# GIVEN DATA
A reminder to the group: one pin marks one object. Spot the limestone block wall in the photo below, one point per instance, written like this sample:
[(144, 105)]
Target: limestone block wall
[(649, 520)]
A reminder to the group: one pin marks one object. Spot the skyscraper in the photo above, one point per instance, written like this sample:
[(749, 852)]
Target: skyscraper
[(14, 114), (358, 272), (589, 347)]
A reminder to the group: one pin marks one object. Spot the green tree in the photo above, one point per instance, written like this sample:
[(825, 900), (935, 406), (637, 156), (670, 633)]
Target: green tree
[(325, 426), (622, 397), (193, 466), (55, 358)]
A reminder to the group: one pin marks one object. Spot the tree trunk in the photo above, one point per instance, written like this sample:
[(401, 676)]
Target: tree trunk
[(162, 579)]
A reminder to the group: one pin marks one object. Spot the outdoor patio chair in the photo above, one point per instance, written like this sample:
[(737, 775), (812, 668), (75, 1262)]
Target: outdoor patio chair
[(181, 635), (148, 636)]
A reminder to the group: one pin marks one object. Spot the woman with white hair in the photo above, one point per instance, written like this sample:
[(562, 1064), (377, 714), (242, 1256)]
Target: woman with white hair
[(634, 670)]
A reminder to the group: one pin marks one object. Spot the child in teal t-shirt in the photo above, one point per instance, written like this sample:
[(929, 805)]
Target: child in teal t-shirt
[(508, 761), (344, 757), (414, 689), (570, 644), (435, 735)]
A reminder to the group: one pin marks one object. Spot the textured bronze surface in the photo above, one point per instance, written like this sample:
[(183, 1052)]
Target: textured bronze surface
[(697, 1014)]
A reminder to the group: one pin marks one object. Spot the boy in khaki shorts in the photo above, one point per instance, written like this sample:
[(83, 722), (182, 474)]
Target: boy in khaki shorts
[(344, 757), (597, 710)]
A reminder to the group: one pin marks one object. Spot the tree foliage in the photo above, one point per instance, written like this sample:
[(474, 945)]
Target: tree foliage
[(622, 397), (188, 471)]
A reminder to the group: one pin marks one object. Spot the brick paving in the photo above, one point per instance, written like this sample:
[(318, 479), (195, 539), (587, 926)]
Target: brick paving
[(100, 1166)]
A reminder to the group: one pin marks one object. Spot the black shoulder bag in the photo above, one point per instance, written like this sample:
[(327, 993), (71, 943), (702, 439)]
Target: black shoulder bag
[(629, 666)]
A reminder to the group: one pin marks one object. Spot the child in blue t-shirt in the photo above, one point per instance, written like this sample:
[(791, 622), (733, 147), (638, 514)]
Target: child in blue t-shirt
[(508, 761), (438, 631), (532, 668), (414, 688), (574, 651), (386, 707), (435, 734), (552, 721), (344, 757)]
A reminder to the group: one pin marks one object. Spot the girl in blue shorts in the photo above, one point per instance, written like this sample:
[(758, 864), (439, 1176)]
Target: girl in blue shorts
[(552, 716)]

# JOB
Update all the records above by replacing "Target" with "Label" and leaving every other part of them unchanged.

# EXERCISE ANSWER
A reminder to the group: one pin marks one object. Spot the limestone block wall in the photo below, one point per instance, written like this sample:
[(144, 105)]
Label: limestone block wall
[(649, 520)]
A reminder to the group: one pin marks one object. Spot the skyscraper in the photo above, one point per instance, written like this sample:
[(749, 852)]
Label: skyscraper
[(14, 114), (358, 272), (589, 347)]
A reminder to the group: one pin marks one object. Spot the green tree in the photo above, one point per instance, written like this sample:
[(825, 900), (935, 406), (637, 156), (670, 633)]
Label: green tree
[(325, 426), (622, 397), (193, 466), (55, 358)]
A reminder to the group: one pin marks one object. Spot the tree trunk in the photo above, one point per instance, written like this sample:
[(401, 676)]
Label: tree trunk
[(162, 579)]
A reminder to the group: one pin marks one object. Spot the outdoor patio chair in the photo above, one point per instance, written like this sample:
[(737, 775), (812, 668), (75, 1262)]
Label: outdoor patio chair
[(181, 635), (148, 636)]
A reminder to the group: one pin marks one object. Spot the woman with white hair in the photo above, one point per instance, written like this sample:
[(562, 1064), (377, 714), (242, 1256)]
Label: woman with white hair
[(634, 670)]
A reminder to the group: one pin marks one object. Spot the child in teal t-shirt in the photo above, one point per instance, written like this sample:
[(929, 805)]
Label: child in teal t-shirt
[(508, 761), (344, 757), (414, 689), (570, 644), (435, 735)]
A reminder to the group: one pin marks one object. Spot the textured bronze surface in the photo above, one point per instance, written like this sample:
[(183, 1052)]
Label: textured bronze surface
[(697, 1014)]
A reminder to the group: one pin marks one object. Spot the boy in khaki shorts in the photo above, one point per instance, written like this sample:
[(83, 722), (182, 474)]
Label: boy in khaki shorts
[(344, 757), (597, 710)]
A reminder to the group: one pin marks one object. Spot the tree foliage in the photo above, one point per instance, written like this sample:
[(474, 945)]
Label: tree foliage
[(622, 397), (188, 471)]
A reminder to the group: one pin marks one object. Spot the brick paving in the photo above, one point per instance, written like this sample:
[(318, 479), (195, 539), (587, 926)]
Label: brick paving
[(100, 1166)]
A reminder to the group: one pin marks one object. Spot the black shoulder bag in the photo above, one point per instance, written like this sample:
[(327, 993), (71, 943), (702, 439)]
Label: black shoulder bag
[(629, 666)]
A reminder to the group: one pin marks one object. Spot the child in blue t-shirt in the photo above, one point per instance, written like this sample:
[(791, 622), (733, 147), (638, 514)]
Label: child in blue t-shirt
[(508, 761), (438, 631), (532, 668), (414, 688), (574, 651), (386, 707), (435, 734), (552, 721), (344, 757)]
A reminder to the group: one pin marks one object. Spot the girl in blue shorts in the photo above, one point per instance, written like this sample:
[(758, 864), (439, 1176)]
Label: girl in blue shorts
[(552, 716)]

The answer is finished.